■ WHAT TO PRODUCE: Emit the entire listing verbatim.

■ RECORDS FOR THE TASK:
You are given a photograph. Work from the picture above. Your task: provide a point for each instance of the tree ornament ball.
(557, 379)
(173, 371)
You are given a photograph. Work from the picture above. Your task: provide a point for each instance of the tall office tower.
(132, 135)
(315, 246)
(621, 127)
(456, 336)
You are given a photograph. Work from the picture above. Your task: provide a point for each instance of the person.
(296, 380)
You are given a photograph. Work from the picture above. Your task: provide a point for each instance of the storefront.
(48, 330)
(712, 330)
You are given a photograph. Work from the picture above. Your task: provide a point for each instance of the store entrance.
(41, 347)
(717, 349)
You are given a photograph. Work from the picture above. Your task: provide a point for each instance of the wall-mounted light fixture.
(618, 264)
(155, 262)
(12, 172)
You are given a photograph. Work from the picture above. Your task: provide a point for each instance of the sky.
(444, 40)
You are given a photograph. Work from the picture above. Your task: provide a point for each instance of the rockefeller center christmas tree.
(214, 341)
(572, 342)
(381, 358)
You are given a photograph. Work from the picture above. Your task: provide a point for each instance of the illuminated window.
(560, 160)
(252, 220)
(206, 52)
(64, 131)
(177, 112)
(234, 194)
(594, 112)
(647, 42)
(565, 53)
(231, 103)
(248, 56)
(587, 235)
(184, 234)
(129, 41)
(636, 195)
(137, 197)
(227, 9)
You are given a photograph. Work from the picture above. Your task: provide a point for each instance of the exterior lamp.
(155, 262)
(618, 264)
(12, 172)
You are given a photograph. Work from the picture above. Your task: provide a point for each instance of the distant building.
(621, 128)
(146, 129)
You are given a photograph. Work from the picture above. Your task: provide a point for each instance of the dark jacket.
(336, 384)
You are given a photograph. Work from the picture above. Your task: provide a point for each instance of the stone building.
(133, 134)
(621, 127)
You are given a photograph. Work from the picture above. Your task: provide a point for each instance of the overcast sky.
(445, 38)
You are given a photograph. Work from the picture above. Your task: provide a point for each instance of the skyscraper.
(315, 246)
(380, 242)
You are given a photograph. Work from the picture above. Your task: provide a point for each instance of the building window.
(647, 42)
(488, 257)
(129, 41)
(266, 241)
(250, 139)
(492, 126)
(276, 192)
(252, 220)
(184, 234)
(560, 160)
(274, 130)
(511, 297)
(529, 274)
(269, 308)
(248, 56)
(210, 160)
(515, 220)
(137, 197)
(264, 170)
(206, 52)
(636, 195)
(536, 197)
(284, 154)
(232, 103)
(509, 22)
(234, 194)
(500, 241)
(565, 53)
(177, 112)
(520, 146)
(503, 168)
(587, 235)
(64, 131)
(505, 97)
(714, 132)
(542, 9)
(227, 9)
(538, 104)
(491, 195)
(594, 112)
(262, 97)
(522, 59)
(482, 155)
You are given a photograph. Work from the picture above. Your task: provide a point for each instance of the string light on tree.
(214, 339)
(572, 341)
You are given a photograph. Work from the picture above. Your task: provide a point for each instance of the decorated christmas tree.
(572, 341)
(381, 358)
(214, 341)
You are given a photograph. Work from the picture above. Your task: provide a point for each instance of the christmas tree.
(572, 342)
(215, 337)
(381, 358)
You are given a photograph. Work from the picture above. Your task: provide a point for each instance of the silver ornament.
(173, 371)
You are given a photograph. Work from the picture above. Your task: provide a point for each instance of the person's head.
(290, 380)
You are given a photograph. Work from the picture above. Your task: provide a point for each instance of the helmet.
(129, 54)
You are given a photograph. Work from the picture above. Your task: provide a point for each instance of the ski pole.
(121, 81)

■ TASK OUTPUT:
You are given a photograph. Work from the picture above. Your task: provide a point for each instance of the tree ornament ball.
(557, 379)
(173, 371)
You are given a photograph. Work from the picture above. Your task: provide a point for each instance of the tall office tower.
(132, 135)
(315, 246)
(621, 127)
(456, 336)
You are given a photograph. Work from the picture above. Your task: provide a point for each instance of the person.
(296, 380)
You are given a photograph. Work from the picture above. Your task: provide a point for each instance of the storefront.
(48, 330)
(712, 330)
You are given a photograph. Work from the picture above. Your task: provide a point for each instance of the store entrance.
(41, 347)
(717, 349)
You are given a photograph. Work from the picture above. Your task: provide a point for each instance of the wall-mounted light fixture.
(618, 264)
(155, 262)
(12, 172)
You are given a photograph. Work from the picture above. Your task: provide a point for each instance of the sky.
(444, 40)
You are given a photograph. Work from the picture above. Your task: provide a point for each instance of the rockefeller center christmas tree.
(214, 341)
(572, 342)
(381, 358)
You are given a photograph. Work from the picture above. Your task: provide a point for each instance of the illuminated window.
(560, 160)
(252, 220)
(206, 52)
(64, 131)
(177, 112)
(234, 194)
(594, 112)
(647, 42)
(565, 53)
(231, 103)
(248, 56)
(587, 235)
(184, 234)
(129, 41)
(636, 195)
(137, 197)
(227, 9)
You are given a photograph. Work from the picture above. Your task: provide a point for each instance of the exterior lamp.
(155, 262)
(618, 264)
(12, 172)
You are given a photograph. Work from the picture above. Your task: provide a point for each instance of the distant building.
(621, 128)
(146, 129)
You are given a photograph. Work from the picture above. Your task: provide a point for each instance of the dark jacket.
(336, 384)
You are given a photograph. Work from the picture above. Your task: provide a point for each instance of the stone building.
(133, 134)
(621, 127)
You are given a photograph. Work from the picture above. Your task: provide a point for each instance of the overcast sky.
(445, 38)
You are given a photograph. Work from the picture above. Your task: provide a point for each instance of the skyscraper.
(315, 246)
(380, 242)
You are given a photograph. Work from the picture above. Your task: provide a point for each instance of the building window.
(647, 42)
(488, 257)
(129, 41)
(266, 241)
(250, 139)
(492, 126)
(276, 192)
(252, 220)
(184, 234)
(560, 160)
(274, 130)
(511, 297)
(529, 274)
(269, 308)
(248, 56)
(210, 160)
(515, 220)
(137, 197)
(264, 170)
(206, 52)
(636, 195)
(536, 197)
(284, 154)
(232, 103)
(509, 22)
(234, 194)
(500, 241)
(565, 53)
(177, 112)
(520, 146)
(503, 168)
(587, 235)
(64, 131)
(505, 97)
(714, 132)
(542, 9)
(227, 9)
(538, 104)
(491, 195)
(594, 112)
(262, 97)
(522, 59)
(482, 155)
You are given a photograph. Work from the picture above. Your task: provide a point for each instance of the string light on tree.
(214, 339)
(572, 341)
You are given a photograph. Work from the picture above. Your task: provide a point for each instance of the decorated christmas tree.
(572, 341)
(381, 358)
(214, 341)
You are given a photograph. Work from the picture above. Your task: provide a point for each instance of the christmas tree.
(572, 342)
(215, 337)
(381, 358)
You are given a photograph. Work from the picture above. Your task: provide a point for each instance of the silver ornament.
(173, 371)
You are given a photograph. Work from the picture above. Your task: provide a point for each instance of the person's head.
(290, 380)
You are given a photograph. Work from the picture above. Your task: provide a point for each instance of the helmet.
(129, 54)
You are given a photograph. Work from the picture above. Your task: provide a point for each instance of the ski pole.
(121, 81)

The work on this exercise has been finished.